--- WHAT THIS TASK INVOLVES ---
Copy the section that begins with the line containing "Target: <item>hand</item>" and ends with the line containing "[[[241,14],[234,0],[154,0],[149,30],[153,52],[211,82],[228,65]]]", switching every "ring" to "loop" and leaving all else as it stands.

--- Items from a data source ---
- - - -
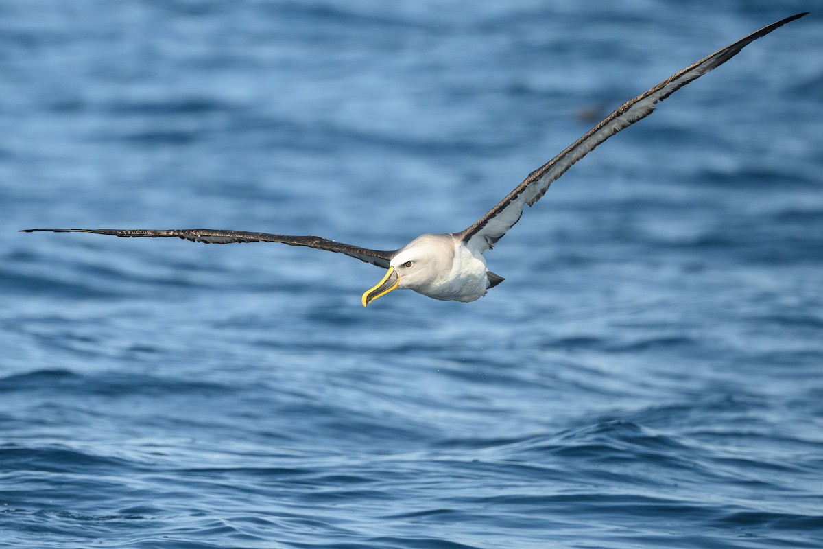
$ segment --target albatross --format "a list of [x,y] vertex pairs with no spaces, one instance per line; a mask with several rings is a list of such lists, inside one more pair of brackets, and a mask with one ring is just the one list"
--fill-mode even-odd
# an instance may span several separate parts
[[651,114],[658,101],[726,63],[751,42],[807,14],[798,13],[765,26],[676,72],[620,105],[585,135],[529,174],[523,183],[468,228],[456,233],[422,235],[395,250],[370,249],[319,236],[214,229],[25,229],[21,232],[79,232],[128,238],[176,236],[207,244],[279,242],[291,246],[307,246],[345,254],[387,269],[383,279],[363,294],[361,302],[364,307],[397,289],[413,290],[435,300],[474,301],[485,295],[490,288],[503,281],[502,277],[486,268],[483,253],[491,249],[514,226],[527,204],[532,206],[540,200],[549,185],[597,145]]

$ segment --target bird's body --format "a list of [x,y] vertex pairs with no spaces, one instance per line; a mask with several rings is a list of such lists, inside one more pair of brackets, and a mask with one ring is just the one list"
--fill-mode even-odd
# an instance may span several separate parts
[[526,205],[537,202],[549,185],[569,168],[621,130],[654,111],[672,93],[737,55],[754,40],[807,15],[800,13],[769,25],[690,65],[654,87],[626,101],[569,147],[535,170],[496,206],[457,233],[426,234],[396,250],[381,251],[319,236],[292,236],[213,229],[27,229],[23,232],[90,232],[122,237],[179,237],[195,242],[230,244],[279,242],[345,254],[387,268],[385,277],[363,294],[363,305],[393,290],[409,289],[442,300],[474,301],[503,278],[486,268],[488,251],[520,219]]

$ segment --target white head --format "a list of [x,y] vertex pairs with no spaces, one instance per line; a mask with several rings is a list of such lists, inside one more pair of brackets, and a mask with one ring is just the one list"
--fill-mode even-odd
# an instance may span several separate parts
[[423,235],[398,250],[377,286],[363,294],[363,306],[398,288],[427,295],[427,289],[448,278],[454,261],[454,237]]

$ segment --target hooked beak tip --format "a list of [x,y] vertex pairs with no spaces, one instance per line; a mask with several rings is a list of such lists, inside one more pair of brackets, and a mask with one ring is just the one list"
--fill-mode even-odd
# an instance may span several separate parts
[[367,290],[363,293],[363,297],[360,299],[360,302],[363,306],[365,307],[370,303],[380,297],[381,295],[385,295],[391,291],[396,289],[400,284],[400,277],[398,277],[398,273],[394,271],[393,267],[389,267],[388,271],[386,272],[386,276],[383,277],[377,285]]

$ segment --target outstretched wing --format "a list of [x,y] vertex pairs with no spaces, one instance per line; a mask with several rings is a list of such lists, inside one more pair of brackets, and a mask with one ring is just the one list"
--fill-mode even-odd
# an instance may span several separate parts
- - - -
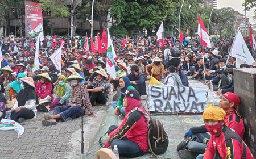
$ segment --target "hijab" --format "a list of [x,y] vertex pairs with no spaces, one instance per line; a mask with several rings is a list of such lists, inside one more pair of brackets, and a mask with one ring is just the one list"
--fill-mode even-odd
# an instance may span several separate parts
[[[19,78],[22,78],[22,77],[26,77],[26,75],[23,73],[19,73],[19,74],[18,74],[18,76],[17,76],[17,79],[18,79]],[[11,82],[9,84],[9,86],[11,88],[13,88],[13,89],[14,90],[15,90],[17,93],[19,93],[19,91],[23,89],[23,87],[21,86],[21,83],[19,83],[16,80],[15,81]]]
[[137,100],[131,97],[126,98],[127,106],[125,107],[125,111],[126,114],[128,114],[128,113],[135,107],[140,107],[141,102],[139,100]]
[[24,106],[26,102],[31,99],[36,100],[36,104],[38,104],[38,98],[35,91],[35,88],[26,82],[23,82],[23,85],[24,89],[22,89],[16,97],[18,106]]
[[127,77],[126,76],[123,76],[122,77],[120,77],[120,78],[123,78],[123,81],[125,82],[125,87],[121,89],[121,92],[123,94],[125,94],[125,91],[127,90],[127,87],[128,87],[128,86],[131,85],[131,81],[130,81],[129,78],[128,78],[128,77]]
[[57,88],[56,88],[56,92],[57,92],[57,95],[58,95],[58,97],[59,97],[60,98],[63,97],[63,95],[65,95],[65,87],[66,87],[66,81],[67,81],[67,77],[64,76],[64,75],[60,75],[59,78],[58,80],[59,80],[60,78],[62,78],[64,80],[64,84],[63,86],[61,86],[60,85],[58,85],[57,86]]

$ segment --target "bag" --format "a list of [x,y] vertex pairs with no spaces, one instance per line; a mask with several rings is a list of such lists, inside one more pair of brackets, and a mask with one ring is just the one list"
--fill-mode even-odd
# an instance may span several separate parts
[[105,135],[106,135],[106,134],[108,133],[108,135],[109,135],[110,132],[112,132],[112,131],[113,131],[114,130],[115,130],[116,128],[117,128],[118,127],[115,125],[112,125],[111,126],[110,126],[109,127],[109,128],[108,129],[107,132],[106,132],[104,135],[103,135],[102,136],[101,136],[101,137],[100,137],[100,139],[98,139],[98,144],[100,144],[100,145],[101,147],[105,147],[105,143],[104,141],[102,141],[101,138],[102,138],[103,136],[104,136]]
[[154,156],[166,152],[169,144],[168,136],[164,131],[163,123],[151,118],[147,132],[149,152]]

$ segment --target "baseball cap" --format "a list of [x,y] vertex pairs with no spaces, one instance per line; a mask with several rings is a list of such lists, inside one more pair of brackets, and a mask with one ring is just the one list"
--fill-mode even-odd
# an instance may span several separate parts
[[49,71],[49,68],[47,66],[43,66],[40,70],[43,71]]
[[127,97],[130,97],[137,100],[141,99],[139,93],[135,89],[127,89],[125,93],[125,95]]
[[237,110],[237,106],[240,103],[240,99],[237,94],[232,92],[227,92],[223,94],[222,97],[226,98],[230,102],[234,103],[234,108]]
- - - -
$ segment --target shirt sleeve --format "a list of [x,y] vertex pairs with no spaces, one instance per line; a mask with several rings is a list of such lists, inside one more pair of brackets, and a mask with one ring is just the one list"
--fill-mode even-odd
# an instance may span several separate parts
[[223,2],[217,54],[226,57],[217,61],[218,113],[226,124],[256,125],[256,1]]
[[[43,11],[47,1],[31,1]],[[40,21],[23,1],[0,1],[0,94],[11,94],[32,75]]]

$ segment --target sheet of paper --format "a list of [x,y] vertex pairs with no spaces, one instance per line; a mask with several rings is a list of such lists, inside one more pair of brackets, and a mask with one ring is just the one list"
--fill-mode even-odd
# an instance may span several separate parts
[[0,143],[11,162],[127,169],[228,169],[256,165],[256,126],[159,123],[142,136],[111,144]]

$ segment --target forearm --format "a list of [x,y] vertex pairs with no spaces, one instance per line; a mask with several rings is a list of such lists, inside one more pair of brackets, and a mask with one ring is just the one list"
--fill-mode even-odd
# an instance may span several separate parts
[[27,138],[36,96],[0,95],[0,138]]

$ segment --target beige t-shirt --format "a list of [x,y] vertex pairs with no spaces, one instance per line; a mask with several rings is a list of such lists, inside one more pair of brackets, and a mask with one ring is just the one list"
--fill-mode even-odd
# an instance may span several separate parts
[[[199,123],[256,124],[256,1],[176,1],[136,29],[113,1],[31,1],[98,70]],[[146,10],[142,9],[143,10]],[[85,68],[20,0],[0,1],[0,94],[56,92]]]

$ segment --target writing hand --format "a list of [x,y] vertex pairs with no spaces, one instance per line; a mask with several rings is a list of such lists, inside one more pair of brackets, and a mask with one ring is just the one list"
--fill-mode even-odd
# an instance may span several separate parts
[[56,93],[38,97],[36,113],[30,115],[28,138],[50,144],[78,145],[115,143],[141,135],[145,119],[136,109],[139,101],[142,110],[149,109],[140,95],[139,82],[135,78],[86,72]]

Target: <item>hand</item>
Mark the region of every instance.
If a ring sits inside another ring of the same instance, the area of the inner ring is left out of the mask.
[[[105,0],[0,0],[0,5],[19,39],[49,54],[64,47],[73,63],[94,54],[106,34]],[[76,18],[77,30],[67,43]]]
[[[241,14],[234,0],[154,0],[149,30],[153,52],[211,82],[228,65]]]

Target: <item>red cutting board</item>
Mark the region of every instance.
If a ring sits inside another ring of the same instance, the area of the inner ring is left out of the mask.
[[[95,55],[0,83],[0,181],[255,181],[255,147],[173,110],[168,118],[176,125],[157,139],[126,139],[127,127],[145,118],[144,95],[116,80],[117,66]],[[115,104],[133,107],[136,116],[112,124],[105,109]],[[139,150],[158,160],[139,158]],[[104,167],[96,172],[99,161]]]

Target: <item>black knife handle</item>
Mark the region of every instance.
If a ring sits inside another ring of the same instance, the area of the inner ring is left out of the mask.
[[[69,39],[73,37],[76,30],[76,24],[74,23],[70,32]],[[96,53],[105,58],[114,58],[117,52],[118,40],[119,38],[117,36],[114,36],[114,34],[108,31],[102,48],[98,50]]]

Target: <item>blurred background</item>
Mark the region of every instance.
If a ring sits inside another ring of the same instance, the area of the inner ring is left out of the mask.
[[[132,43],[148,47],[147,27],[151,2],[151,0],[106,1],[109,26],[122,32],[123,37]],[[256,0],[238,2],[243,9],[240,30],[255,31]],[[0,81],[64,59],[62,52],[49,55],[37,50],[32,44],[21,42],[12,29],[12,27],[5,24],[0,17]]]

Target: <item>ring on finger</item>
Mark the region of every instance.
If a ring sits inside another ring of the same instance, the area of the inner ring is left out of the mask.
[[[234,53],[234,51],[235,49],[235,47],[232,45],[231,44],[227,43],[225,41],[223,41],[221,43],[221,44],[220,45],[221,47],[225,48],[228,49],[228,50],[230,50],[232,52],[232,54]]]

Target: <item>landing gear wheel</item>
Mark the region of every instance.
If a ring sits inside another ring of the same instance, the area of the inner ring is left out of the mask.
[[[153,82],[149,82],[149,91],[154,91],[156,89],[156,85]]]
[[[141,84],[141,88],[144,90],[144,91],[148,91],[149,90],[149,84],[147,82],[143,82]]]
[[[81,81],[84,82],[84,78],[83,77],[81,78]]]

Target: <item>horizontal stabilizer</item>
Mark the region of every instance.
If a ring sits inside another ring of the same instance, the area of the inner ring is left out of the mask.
- - - -
--- ANSWER FOR THE TASK ---
Target: <item>hand</item>
Mark the region of every instance.
If a loop sits inside another loop of the same instance, the area of the inner loop is left out of the mask.
[[[105,0],[0,0],[0,5],[19,39],[49,54],[64,47],[73,63],[94,54],[106,34]],[[76,18],[77,30],[67,43]]]
[[[241,14],[234,0],[154,0],[149,30],[153,52],[211,82],[228,65]]]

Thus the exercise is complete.